[Bounding-box records]
[start]

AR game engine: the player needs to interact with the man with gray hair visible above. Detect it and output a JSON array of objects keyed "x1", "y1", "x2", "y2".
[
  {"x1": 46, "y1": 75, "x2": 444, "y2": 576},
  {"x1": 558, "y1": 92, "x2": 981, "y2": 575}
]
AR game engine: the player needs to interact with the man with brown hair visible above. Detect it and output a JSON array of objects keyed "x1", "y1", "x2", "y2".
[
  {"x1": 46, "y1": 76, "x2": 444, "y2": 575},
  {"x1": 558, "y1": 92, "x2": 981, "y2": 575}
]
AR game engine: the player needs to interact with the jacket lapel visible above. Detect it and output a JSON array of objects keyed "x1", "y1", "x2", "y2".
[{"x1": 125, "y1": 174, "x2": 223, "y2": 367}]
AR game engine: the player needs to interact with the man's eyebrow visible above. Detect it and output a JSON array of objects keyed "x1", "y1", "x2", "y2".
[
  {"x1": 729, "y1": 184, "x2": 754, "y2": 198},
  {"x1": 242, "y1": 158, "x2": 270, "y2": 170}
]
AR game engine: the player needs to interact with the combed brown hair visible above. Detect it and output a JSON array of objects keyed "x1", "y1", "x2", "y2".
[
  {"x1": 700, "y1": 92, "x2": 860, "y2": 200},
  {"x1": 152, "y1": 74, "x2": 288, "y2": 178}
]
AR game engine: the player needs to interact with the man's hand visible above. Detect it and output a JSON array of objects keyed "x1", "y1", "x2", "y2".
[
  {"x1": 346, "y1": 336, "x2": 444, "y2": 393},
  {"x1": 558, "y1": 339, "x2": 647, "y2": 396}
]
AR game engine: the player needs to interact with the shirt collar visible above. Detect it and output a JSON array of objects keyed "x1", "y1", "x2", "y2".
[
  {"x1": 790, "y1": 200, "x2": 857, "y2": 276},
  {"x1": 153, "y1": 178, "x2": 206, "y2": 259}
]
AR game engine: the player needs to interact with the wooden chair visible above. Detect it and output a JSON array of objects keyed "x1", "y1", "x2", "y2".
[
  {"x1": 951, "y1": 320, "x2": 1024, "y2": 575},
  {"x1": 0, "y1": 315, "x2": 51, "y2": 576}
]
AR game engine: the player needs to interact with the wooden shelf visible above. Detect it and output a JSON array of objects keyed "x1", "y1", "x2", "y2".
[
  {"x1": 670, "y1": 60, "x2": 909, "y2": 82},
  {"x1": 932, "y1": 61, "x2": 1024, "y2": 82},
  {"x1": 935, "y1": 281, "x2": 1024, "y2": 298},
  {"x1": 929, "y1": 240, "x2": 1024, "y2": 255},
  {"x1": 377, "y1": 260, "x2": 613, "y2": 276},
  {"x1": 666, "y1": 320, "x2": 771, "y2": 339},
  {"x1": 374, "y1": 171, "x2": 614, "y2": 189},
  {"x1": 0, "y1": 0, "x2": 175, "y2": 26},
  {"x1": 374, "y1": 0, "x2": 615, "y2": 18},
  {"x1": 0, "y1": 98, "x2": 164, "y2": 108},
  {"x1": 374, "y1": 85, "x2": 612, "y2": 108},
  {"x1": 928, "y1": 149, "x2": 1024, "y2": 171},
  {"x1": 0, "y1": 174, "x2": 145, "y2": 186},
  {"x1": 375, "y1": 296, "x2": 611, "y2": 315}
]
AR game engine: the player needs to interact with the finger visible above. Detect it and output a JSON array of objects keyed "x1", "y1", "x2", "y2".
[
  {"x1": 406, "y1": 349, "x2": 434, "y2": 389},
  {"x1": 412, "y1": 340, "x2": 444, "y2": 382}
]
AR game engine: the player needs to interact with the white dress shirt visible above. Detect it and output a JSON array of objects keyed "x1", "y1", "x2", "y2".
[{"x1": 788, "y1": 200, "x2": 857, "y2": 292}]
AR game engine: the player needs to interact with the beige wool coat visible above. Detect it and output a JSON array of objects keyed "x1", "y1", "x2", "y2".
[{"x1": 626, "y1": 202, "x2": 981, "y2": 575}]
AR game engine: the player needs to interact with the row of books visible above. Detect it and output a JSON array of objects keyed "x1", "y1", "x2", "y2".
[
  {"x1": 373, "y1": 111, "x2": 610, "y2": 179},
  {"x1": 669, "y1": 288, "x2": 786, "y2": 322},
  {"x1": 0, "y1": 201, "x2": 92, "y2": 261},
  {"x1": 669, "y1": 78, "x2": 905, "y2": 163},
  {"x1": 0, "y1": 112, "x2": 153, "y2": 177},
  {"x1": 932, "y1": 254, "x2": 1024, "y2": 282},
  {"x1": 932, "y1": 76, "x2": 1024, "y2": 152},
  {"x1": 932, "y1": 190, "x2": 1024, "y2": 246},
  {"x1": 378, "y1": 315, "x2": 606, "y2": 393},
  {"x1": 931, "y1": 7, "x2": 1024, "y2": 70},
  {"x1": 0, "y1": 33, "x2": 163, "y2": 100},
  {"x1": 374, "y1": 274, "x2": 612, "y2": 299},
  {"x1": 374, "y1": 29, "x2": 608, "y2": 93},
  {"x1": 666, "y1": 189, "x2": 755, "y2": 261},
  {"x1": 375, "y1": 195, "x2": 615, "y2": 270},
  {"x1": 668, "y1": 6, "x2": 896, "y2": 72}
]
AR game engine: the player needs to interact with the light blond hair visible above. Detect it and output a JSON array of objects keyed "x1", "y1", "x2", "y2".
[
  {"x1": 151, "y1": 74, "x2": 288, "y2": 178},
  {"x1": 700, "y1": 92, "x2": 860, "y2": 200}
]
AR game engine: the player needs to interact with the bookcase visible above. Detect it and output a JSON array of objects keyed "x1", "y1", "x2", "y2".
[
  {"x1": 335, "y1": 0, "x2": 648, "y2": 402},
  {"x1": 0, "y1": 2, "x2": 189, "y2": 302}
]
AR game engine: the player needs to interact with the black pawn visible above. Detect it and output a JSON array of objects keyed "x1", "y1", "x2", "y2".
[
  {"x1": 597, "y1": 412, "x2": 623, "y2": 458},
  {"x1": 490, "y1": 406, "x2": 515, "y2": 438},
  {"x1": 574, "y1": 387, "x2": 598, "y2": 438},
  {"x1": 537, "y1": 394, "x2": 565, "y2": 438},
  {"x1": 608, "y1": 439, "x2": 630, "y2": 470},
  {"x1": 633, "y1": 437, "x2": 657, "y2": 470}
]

[end]

Requirements: Collect every line of the material above that contains the string "wooden" and copy each such line in full. Matching is case-sensitive.

Answer to the exercise:
AR game engine: the player needs to interact with the wooden chair visible above. Detect it and output a JSON array of objects keyed "x1", "y1", "x2", "y2".
AR game engine: the player needs to interact with the wooden shelf visible above. Detect it and output a JSON array of objects keyed "x1", "y1", "x2", "y2".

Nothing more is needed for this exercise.